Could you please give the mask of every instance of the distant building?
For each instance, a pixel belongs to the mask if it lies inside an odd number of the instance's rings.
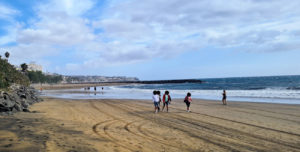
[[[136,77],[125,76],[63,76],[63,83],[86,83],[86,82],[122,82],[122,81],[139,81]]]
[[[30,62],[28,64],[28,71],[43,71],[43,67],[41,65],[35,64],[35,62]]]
==
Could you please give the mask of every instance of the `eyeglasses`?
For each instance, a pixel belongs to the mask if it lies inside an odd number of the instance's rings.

WHAT THE EXERCISE ASKS:
A bare number is all that is asked for: the count of lines above that include "please".

OUTPUT OF THE EXERCISE:
2